* WHAT THE TASK ASKS:
Repeat every record below exactly as written.

________________________

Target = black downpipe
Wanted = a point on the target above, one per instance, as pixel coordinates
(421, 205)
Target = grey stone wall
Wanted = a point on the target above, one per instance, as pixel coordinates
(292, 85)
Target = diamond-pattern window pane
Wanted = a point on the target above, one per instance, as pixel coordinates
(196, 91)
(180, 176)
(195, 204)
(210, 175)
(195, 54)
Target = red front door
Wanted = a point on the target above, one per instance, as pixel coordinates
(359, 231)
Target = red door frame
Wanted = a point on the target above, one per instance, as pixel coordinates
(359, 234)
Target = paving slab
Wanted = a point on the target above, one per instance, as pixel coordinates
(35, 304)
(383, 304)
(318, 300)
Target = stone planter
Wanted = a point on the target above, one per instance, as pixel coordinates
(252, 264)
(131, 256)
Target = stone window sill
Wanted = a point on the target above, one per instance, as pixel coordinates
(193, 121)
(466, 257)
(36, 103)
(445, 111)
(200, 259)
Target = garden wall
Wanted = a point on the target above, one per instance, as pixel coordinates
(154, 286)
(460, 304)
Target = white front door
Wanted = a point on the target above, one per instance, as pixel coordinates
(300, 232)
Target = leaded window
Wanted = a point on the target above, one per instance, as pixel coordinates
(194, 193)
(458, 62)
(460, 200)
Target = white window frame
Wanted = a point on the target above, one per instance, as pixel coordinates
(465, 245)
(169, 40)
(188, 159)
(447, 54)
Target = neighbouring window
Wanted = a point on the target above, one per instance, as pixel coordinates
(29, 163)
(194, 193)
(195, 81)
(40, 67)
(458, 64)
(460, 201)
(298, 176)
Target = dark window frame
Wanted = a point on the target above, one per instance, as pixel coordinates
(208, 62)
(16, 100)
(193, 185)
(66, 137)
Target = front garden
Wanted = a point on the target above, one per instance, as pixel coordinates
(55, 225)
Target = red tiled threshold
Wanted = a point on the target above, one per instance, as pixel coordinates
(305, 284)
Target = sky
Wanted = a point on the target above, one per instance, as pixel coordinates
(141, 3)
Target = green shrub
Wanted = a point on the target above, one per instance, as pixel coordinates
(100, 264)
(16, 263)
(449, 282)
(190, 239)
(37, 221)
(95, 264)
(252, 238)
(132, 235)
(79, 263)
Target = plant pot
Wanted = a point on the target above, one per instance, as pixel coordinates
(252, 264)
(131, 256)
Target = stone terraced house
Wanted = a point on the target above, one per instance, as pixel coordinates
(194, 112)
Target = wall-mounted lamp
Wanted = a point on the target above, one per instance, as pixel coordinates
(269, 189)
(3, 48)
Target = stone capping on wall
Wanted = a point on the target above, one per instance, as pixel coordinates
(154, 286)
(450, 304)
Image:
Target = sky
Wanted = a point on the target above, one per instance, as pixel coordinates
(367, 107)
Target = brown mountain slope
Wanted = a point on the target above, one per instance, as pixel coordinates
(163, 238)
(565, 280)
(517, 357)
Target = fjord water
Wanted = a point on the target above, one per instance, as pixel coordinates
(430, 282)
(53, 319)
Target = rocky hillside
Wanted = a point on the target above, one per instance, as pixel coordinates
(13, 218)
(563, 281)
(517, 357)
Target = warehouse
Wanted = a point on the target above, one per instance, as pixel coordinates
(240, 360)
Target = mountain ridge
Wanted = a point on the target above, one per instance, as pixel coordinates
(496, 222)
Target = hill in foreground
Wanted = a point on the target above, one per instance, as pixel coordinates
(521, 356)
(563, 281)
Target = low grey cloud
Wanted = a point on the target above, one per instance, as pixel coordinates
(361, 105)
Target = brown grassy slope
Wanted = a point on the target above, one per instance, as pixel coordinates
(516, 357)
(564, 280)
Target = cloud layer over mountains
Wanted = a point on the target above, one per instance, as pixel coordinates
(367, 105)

________________________

* WORKED SOLUTION:
Target = black downpipe
Wanted = a point on the target above, one per instance, as pixel coordinates
(421, 205)
Target = grey stone wall
Wanted = a point on the target above, one per instance, as pixel coordinates
(292, 85)
Target = diamond-pattern window pane
Wanted = a point on the target above, one per instance, as pixel coordinates
(196, 91)
(180, 176)
(195, 204)
(210, 175)
(195, 54)
Target = red front door
Wanted = a point on the target above, one per instance, as pixel coordinates
(359, 231)
Target = red door frame
Wanted = a point on the target above, one per instance, as pixel coordinates
(359, 234)
Target = paving slab
Wanted = a point on the target above, one per instance, as pixel coordinates
(35, 304)
(383, 304)
(318, 300)
Target = stone planter
Wanted = a point on the target above, one per instance, as pixel coordinates
(252, 264)
(131, 256)
Target = stone window sill
Wanted = a point on the target above, one per instance, as pixel coordinates
(193, 121)
(466, 257)
(36, 103)
(445, 111)
(200, 259)
Target = garden wall
Wanted = a point on the target above, one per instance, as pixel coordinates
(154, 286)
(460, 304)
Target = white front door
Wanted = a point on the target above, one per instance, as pixel coordinates
(300, 232)
Target = leaded window
Wanted = a point on the target above, one per instance, as pixel coordinates
(194, 193)
(458, 62)
(460, 200)
Target = white window frame
Wanted = a point on the target above, one per instance, as pixel coordinates
(465, 245)
(169, 40)
(188, 159)
(447, 54)
Target = neighbouring window
Wanted = a point on the target above, one per instance, as pixel coordinates
(29, 163)
(194, 193)
(195, 81)
(40, 67)
(458, 64)
(460, 201)
(298, 176)
Target = dark window frame
Wanted = a point on the target above, one per instance, as pixel coordinates
(208, 62)
(16, 100)
(193, 185)
(66, 137)
Target = front garden
Wanted = a point on the target above, one per instance, as pixel coordinates
(55, 225)
Target = red tiled threshold
Wanted = a point on the target above, one per instance, as pixel coordinates
(305, 284)
Target = sky
Wanted = a point on the target above, one per instance, as pixel coordinates
(141, 3)
Target = green shrub
Wanted = a point on the target above, one per instance, as pixel coordinates
(100, 264)
(16, 263)
(449, 282)
(190, 239)
(37, 221)
(95, 264)
(252, 238)
(132, 235)
(79, 263)
Target = plant pot
Wanted = a point on the target above, one per instance, as pixel coordinates
(252, 264)
(131, 256)
Target = stone terraced house
Wanted = a point on the target above, one per instance, as pixel coordinates
(194, 112)
Target = wall-mounted lamp
Wanted = a point on the target above, one per instance, as pixel coordinates
(269, 189)
(3, 48)
Target = stone capping on wall
Wanted = a point on the target above, one per instance, as pixel coordinates
(154, 286)
(450, 304)
Image:
Target = sky
Wanted = a point on the target above, one per instance, as pixel coordinates
(367, 107)
Target = brown mountain slope
Wanted = a point on the target above, one per instance, as pixel coordinates
(163, 238)
(565, 280)
(517, 357)
Target = fjord water
Wanted = a point on the target above, one per instance, as pixel coordinates
(430, 282)
(53, 319)
Target = rocky hillside
Wanted = a point on the target above, one per instance, as pixel coordinates
(13, 218)
(563, 281)
(517, 357)
Target = warehouse
Wanted = a point on the target above, one per instance, as pixel coordinates
(240, 360)
Target = mountain ridge
Wanted = a point on the target above, one per instance, as pixel coordinates
(496, 222)
Target = hill in foreground
Wanted = a point on the target above, one per instance, as pixel coordinates
(521, 356)
(563, 281)
Target = low grey cloud
Wanted = a point on the target above, one per instance, as pixel coordinates
(361, 105)
Target = brown grassy slope
Wanted = a point on the target above, one per instance, as pixel coordinates
(516, 357)
(564, 280)
Target = cloud layer over mountains
Wanted = a point on the target above, one per instance, as pixel coordinates
(367, 105)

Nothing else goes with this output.